— begin Document —

Sep 4, 2012

Revised Project #1 Proposal

For Project #1, I would like to explore the writing construct that states that students cannot use
 
 personal narrative or relevant anecdotes in academic writing. Originally I was going to explore the
 
 general use of first person, but my research and my previous experience working in interdisciplinary
 
 studies sparked an interest in this vein of the scholarship instead. In the research I have completed
 
 so far for my Intro and Synthesis, I have discovered that writing in many interdisciplinary fields, as
 
well as cultural studies and gender and feminist studies, employs personal narrative as a means to
 
 relate their personal experience to larger social issues. Using personal narrative also addresses the
 
value of diversity, which these fields hold dear. Additionally, related scholarship indicates that
 
teaching students how to write effective personal narratives helps build rhetorical skill sets. In my
 
paper, I will argue that absent in this discussion is a clear methodology for teachers on how to
 
introduce appropriate usage of personal narrative in writing for the interdisciplinary fields. Teachers
 
need scholarship that shows them how to teach students of interdisciplinary, cultural, and
 
feminist studies to effectively write about and contextualize their personal experiences and
 
use them as valuable primary sources for their academic papers.

— end Document —
— begin Records for the task —

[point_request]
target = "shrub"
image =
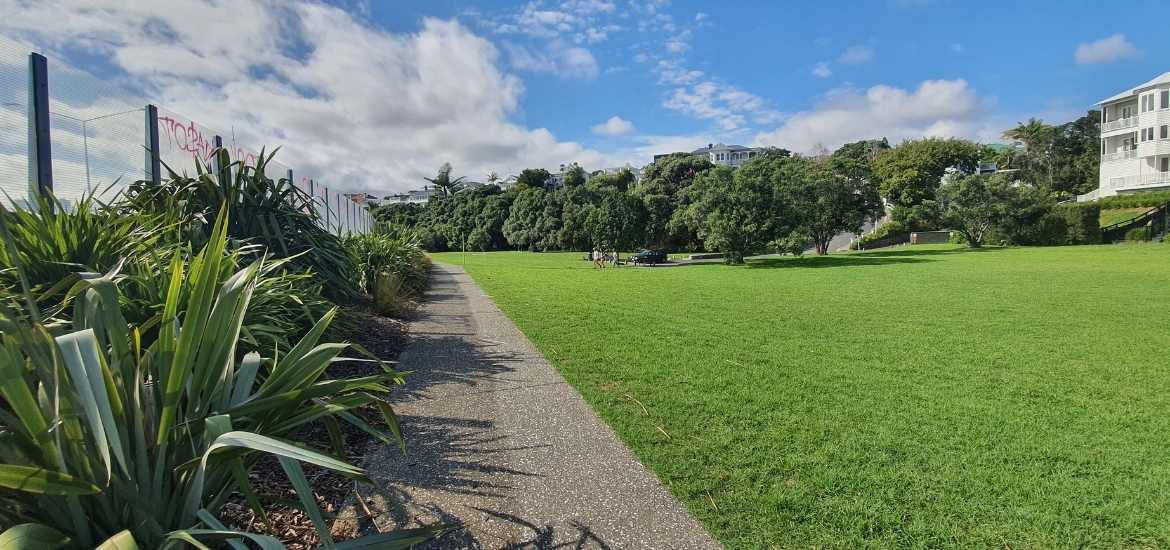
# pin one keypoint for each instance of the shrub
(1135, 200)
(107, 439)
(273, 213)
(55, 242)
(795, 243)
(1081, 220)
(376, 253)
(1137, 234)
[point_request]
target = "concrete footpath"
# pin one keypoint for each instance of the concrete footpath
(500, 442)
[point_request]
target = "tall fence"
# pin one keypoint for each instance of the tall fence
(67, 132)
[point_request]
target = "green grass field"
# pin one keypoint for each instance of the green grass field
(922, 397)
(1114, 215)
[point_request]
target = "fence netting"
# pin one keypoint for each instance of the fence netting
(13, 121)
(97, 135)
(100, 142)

— end Records for the task —
— begin Records for the task —

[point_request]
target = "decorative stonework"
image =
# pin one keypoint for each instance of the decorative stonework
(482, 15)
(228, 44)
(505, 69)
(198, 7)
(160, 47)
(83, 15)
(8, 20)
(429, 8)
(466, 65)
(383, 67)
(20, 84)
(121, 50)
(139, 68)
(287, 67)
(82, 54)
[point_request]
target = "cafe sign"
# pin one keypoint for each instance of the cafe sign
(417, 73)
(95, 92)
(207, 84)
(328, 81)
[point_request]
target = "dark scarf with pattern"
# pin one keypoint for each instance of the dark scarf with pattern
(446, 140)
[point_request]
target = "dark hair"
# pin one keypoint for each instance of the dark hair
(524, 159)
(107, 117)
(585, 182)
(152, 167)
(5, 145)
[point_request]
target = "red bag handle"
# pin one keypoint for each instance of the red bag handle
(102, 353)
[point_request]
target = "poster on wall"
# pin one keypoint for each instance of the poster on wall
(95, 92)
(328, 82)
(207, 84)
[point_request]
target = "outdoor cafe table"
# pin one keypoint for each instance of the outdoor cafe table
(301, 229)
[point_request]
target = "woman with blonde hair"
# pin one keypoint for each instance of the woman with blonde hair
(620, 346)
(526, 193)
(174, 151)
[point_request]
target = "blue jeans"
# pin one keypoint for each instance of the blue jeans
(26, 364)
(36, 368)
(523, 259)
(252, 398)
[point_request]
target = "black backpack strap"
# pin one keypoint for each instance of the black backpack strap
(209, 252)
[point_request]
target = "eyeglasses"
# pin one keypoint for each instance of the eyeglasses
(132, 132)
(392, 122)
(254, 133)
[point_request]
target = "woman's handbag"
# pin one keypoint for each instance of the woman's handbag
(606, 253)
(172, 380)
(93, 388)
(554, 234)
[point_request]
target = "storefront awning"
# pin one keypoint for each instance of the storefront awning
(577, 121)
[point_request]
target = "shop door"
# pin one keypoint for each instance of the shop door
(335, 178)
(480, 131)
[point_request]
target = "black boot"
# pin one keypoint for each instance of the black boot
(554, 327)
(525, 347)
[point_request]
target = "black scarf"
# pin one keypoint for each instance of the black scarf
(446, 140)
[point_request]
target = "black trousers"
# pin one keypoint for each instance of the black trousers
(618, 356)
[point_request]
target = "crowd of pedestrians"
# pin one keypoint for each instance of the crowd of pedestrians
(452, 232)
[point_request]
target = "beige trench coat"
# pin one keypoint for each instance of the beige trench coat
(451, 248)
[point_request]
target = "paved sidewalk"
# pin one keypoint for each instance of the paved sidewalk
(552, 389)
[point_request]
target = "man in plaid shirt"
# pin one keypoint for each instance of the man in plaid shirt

— end Records for the task —
— begin Records for the task —

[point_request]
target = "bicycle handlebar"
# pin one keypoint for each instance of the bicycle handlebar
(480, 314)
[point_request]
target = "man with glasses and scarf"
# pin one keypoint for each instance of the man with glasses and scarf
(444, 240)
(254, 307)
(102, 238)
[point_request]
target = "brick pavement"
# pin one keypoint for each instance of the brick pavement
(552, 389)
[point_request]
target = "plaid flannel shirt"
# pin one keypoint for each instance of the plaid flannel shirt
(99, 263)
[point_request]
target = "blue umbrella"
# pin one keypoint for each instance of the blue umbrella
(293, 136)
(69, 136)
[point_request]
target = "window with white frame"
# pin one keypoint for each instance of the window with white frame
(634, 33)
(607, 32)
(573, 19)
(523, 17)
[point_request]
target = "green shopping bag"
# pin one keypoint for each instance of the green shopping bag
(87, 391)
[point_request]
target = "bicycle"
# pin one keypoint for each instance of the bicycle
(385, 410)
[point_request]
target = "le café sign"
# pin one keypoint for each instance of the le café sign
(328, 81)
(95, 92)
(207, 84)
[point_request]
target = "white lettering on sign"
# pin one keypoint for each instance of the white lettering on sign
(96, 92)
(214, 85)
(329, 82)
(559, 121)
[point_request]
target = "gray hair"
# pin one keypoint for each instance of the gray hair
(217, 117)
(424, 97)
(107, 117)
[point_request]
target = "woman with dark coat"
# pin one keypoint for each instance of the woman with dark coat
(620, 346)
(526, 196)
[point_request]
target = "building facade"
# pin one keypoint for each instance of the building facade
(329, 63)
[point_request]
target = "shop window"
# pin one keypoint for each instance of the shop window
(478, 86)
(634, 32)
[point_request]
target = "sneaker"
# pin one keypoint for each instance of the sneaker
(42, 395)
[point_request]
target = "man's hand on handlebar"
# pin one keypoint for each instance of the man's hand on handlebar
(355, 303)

— end Records for the task —

Written request 1:
Answer these questions about the project proposal:
(a) What was the writer first going to explore?
(b) Besides interdisciplinary fields, which fields does the writer's research find using personal narrative?
(c) What does the writer plan to argue is missing from this discussion?
Written request 2: Find every line of the records that contains the word "hair", and copy each one.

Exercise answer 1:
(a) The general use of first person.
(b) Cultural studies and gender and feminist studies.
(c) A clear methodology for teachers on how to introduce appropriate usage of personal narrative in writing for the interdisciplinary fields.

Exercise answer 2:
target = "dark hair"
# pin one keypoint for each instance of the dark hair
target = "woman with blonde hair"
# pin one keypoint for each instance of the woman with blonde hair
target = "gray hair"
# pin one keypoint for each instance of the gray hair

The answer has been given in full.